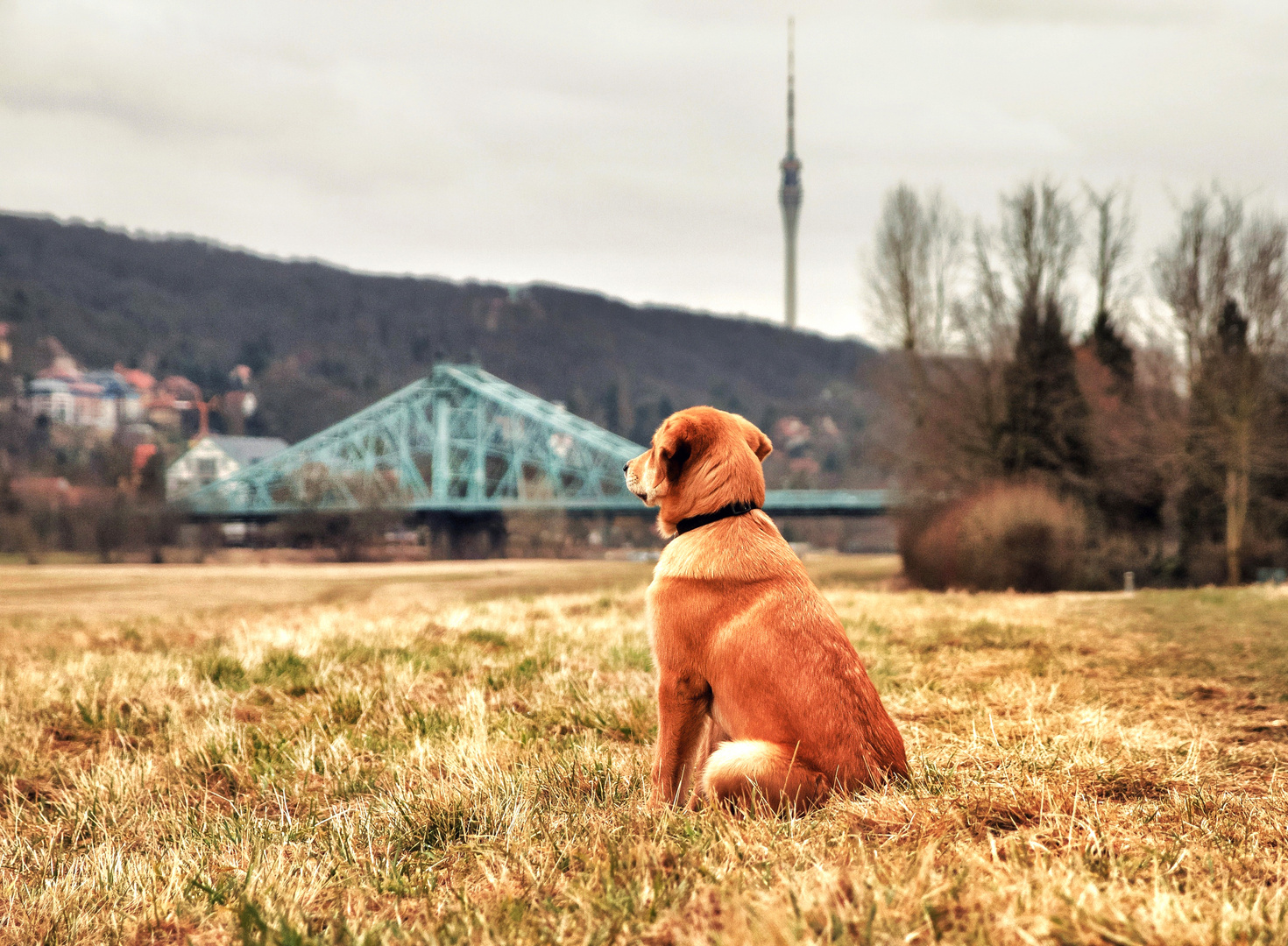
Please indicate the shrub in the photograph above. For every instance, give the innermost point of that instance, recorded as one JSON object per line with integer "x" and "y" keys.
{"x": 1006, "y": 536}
* * *
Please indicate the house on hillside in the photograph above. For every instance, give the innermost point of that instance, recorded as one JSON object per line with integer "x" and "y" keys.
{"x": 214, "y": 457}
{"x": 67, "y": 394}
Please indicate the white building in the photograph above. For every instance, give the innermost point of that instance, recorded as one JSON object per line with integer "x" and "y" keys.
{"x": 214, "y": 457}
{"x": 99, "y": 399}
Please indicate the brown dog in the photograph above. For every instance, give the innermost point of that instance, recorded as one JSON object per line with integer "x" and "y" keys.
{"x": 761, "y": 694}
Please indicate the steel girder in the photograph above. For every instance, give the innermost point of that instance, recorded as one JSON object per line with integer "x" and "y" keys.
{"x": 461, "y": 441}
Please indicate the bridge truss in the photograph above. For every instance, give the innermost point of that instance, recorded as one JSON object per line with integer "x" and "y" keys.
---
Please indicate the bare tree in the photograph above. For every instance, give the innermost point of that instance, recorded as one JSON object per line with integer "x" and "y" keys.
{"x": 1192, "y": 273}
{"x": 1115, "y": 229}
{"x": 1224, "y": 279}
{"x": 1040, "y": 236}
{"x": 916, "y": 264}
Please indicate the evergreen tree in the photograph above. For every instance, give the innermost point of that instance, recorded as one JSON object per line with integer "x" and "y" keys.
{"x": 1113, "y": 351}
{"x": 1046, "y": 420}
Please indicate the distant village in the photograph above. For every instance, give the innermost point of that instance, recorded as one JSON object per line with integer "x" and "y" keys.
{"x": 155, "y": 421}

* [Task to complete]
In the records, from the line with "Please indicate the steel" to the line with "Please indicate the bridge", replace "innermost" with "central". Return only those lines and leave everything else in them unchanged.

* [Exercise result]
Please indicate the steel girder in the photograph above. For every instance, give the central point of that instance, recorded as one JSON object per line with integer "x" and "y" keys.
{"x": 461, "y": 441}
Please indicate the bridge truss in the photograph above. For every instance, give the central point of that instance, recorded as one JSON object per line with integer "x" and "y" keys.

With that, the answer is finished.